---------- Extrait choisi

Être c’est vivre ; vivre c’est se développer, évoluer ; évoluer c’est aller d’un état moins stable vers un état de stabilité plus grande ; ainsi, nous commençons de mourir en commençant de naître, etc. : tout cela se suit et se comprend. Il faut cependant qu’on se rappelle à quel prix l’animal, dès sa naissance, échappe aux innombrables causes de mort, par lesquelles, aussitôt né, il se trouve assailli : c’est au prix d’une alimentation régulière et régulièrement renouvelée, soit, pour dire la même chose en d’autres termes, au prix d’une réparation incessante. Cette réparation tient la mort en échec, et pourtant c’est à la mort que reste le dernier mot. Et rien ne sert de chercher dans les desseins de la Providence le secret d’une mort qui serait tout à la fois le plus fréquent et le plus étrange des phénomènes : la réalité du monde moral, si elle n’est pas un mensonge, transparaît à travers le monde physique et toute nécessité d’ordre moral appelle une nécessité physique correspondante. La nécessité physique de la mort nous échappait ; grâce à M. Delbœuf, nous la croyons tenir ; mais, à son tour, une telle nécessité, dont l’empire s’étend à tout, doit, pour chaque catégorie d’êtres, se traduire à l’aide de lois spéciales. Ce qui est tend fatalement vers le non-être, et les choses du monde sont vouées à une inévitable disparition. Ainsi l’exige la loi de fixation de la force[1]. Ou la loi est formelle, également impérieuse pour tout ce qui subit son joug, et rien n’en est affranchi, ou le principe de fixation de la force est un principe stérile. Mais ce principe est universel, mais cette loi est physique au sens le plus large du mot : elle comporte dès lors un assez grand nombre d’applications spéciales, et il s’agirait de savoir comment elle se manifeste dans l’ordre biologique ; or c’est ce qu’on ne voit pas.

--------------------
---------- Données fournies

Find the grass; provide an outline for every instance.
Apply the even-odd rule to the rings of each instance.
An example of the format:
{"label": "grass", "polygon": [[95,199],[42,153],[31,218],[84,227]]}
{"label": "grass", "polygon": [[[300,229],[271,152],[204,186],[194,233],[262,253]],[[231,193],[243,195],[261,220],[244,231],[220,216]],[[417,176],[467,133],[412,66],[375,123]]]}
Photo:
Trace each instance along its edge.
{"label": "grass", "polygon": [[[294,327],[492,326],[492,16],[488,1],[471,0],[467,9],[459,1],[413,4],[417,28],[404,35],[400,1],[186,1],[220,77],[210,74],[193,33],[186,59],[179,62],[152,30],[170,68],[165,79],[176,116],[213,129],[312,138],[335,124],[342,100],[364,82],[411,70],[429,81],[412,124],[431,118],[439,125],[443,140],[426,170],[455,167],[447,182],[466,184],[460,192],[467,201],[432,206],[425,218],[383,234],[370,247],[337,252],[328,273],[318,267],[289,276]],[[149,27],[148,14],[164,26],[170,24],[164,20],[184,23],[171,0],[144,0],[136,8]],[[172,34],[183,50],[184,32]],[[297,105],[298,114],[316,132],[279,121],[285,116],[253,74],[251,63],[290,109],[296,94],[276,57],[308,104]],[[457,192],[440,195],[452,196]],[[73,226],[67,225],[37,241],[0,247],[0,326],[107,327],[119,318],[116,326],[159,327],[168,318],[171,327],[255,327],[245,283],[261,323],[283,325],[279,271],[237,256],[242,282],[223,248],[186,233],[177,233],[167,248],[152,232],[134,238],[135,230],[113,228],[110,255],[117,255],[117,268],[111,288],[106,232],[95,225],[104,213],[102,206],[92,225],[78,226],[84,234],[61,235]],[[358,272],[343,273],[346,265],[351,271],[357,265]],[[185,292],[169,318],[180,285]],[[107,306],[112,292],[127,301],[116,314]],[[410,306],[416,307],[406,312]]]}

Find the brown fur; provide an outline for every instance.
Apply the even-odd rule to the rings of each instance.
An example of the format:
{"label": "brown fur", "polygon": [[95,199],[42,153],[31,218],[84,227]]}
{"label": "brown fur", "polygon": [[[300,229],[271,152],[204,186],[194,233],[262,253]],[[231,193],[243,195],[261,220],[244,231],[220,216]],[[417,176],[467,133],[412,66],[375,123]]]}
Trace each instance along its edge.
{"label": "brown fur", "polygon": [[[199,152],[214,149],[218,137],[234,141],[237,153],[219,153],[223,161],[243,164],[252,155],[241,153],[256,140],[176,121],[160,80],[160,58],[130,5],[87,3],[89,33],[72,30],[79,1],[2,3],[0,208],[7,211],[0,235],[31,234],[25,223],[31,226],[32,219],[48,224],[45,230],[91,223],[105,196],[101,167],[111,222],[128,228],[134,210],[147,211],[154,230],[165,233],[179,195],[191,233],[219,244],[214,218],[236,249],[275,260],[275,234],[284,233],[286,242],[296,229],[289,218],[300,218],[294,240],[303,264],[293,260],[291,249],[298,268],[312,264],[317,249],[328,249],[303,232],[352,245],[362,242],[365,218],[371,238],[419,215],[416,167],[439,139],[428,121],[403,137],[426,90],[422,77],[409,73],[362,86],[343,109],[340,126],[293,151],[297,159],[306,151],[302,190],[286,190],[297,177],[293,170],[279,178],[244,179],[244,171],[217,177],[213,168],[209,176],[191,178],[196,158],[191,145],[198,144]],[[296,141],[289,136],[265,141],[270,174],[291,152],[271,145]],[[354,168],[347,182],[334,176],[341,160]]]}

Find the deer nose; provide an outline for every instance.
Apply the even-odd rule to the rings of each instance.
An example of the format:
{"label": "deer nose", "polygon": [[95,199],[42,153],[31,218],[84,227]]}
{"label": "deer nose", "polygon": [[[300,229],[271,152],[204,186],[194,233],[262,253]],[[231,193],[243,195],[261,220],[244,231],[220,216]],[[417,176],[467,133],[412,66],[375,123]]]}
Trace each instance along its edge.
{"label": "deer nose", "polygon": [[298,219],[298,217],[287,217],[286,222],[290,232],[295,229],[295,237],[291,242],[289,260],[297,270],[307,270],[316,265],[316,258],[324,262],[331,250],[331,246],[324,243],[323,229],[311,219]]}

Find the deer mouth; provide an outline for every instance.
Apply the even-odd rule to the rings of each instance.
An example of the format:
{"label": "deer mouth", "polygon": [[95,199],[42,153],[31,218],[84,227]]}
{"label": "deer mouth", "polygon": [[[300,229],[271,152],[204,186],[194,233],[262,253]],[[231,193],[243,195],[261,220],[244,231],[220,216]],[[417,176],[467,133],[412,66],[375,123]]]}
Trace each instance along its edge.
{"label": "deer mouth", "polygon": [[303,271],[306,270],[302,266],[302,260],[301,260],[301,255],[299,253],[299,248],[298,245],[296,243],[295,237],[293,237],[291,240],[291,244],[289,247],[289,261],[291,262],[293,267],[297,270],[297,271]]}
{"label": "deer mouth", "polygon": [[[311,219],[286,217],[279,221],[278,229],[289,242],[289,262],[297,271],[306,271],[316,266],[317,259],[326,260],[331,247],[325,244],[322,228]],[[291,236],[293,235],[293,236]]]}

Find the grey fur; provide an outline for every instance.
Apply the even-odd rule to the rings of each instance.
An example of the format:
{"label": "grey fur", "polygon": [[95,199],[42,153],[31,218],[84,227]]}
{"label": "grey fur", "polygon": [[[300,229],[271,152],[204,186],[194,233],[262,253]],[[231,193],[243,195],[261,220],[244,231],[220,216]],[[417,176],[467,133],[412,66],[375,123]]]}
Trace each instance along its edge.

--------------------

Tâche à réaliser
Pour chacune des affirmations suivantes, dites par oui ou par non si elle s'accorde avec l'extrait choisi, et citez mot pour mot le passage qui le montre.
1. L'animal échappe aux causes de mort grâce à une alimentation régulière.
2. La réparation incessante finit par l'emporter sur la mort.
3. On voit clairement comment la loi de fixation de la force se manifeste dans l'ordre biologique.

Tâche accomplie
1. Oui : « c’est au prix d’une alimentation régulière et régulièrement renouvelée »
2. Non : « Cette réparation tient la mort en échec, et pourtant c’est à la mort que reste le dernier mot. »
3. Non : « il s’agirait de savoir comment elle se manifeste dans l’ordre biologique ; or c’est ce qu’on ne voit pas. »